Problem details =
Turn every line of the rows below into a Markdown table with two columns, Line number and Line text, skipping blank lines. Leave out the pictures.

────────────────────

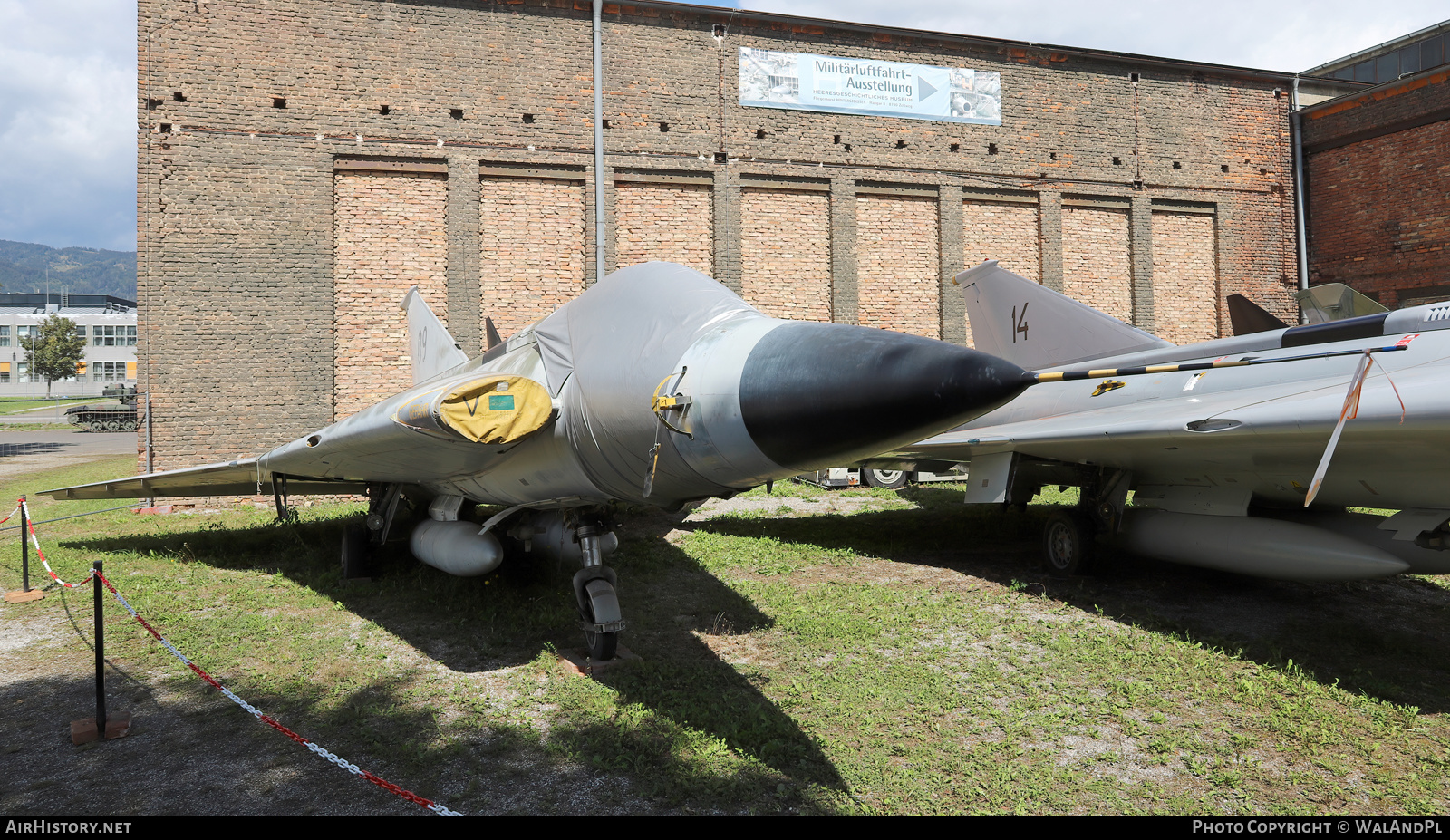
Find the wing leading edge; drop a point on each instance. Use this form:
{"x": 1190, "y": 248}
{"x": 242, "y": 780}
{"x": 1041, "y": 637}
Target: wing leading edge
{"x": 241, "y": 478}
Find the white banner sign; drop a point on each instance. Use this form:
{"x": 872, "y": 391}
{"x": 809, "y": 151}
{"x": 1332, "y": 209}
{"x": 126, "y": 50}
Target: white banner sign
{"x": 804, "y": 82}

────────────────────

Solution to the exercise =
| Line number | Line text |
|---|---|
| 1 | Find the wing leading edge; drop a point on each instance. Use this form: |
| 2 | {"x": 1190, "y": 248} |
| 3 | {"x": 242, "y": 780} |
| 4 | {"x": 1041, "y": 637} |
| 5 | Target: wing leading edge |
| 6 | {"x": 241, "y": 478} |
| 7 | Find the white banner sign; drop a point on each instance. Use this form: |
| 8 | {"x": 872, "y": 391} |
| 9 | {"x": 809, "y": 151} |
| 10 | {"x": 1332, "y": 209} |
| 11 | {"x": 126, "y": 50} |
| 12 | Target: white banner sign |
| 13 | {"x": 804, "y": 82} |